October 8, 2009
With the archery deer season across Michigan off to a good start and the firearm season opener still a month away, the Department of Natural Resources continues to be vigilant in monitoring the state's herd for every deer and elk manager's biggest nightmare -- chronic wasting disease (CWD).
An always fatal neurological disorder -- similar to mad cow disease -- that is caused by a mutated protein, CWD reared its ugly head in Michigan in August of last year when it was discovered in a captive whitetail in a privately owned facility in Kent County. The facility was immediately depopulated and closed, but DNR officials were concerned about where the disease originated.
Records at the facility indicated the deer had been born in the pen and no deer from states known to have CWD in their deer populations had been imported into the facility. And none of the deer that were removed from the facility tested positive for the disease. One of the DNR's concerns, however, was that a pocket of CWD might exist in the free-ranging deer population in the immediate area and that's how the captive deer was infected.
So the DNR initiated a widespread testing program looking for CWD. Every deer from the township with the infected deer -- and all of the adjoining townships, as well -- were required to be tested. In addition, the DNR sampled deer statewide for the disease.
All that testing failed to produce another CWD-positive animal.
"Last year, we tested 1,523 deer from the nine-township area and we looked at a total of 9,341 across the state," explained Steve Schmitt, the DNR veterinarian. "We didn't find anything.
"But we're still looking, both in captive facilities and free-ranging deer to see if we'll find a small pocket of the disease," Schmitt continued. "We know we don't have a big outbreak of it like they do in Wisconsin or Illinois or Colorado. But we can't yet say for sure that we don't have a small pocket of it."
Mandatory testing in the nine-township area will continue this year. Hunters are required to bring any deer harvested from the area to a DNR check station where they can either completely bone-out the deer and take home the meat -- as they are required to do if they kill a deer or elk in a state known to have CWD in its herds -- or they can leave the carcass in a refrigerated truck until the test results come back.
CWD testing involves collecting the head of the animal and examining the lymph nodes. The testing is carried out at the Diagnostic Center for Population and Animal Health at Michigan State University where Schmitt and his crew have a state-of-art laboratory.
This year, the DNR will cut back on the number of animals it tests outside the nine-township area, focusing on targeted animals -- either those that are showing symptoms of the disease (such as emaciation, drooling, a loss of equilibrium, and no fear of humans) or animals that died from unknown causes. The deer that were tested from the epizootic hemorrhagic disease (EHD) outbreak this past summer and fall in southeast Michigan, for instance, also were tested for CWD. And the DNR will test another 300 animals from Kent County outside the nine-township area this fall, too.

> Entries provided:
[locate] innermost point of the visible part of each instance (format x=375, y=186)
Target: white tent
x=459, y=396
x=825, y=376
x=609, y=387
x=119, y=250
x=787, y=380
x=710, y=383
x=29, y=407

> What this task involves: Continue the news article on Michigan's chronic wasting disease monitoring, picking up right after its final sentence.

> Response for this exercise:
Schmitt said he'll recommend that mandatory testing in the nine-township area continue through at least next year.
"Each year that goes by that we don't find it we become more certain that it didn't spill over into the wild," he said. "If we test 4,500 animals in the nine-township area over a three-year period and don't find it, we'll have a better handle on it, but there's still chance we could have it out there."
The DNR began testing for CWD as it began spreading in other states in 1998 and has tested some 32,000 free-ranging deer, 1,100 elk and 50 moose. Meanwhile, the Department of Agriculture has tested some 10,000 captive cervids (mostly whitetails) without finding the disease -- until last summer.
Other safeguards that have been put into place, including a Lower Peninsula-wide deer baiting and feeding ban that went into effect immediately, will remain in place for the foreseeable future, too.
"If the disease does get into the state, either from an infected carcass from out of state that was handled improperly or from an infected live animal, we know the bait and feeding ban will help keep the disease from becoming established in the deer population," Schmitt said. "It could help keep CWD from spreading rapidly."
One mystery remains, however: Where did the disease that infected the Kent County animal come from?
"We'll never know for sure how it got in there," Schmitt said. "The most important thing for us was to figure out if it was in the free-ranging population. It could have been in the free-ranging population and spilled into the captive facility. We were concerned about that and also the other way -- that it was in the facility and spilled into the free-ranging population.
"Now it appears more likely that it didn't come in from the free-ranging population, but we'll never know."
But Michigan wildlife managers are sighing in relief that what looked like an ominous day for the future of Michigan's deer and elk herds -- the day CWD was discovered in Michigan -- so far has not left permanent marks on the state's deer and elk populations.
More information about CWD is available on the state of Michigan's Emerging Diseases Web site at www.michigan.gov/chronicwastingdisease.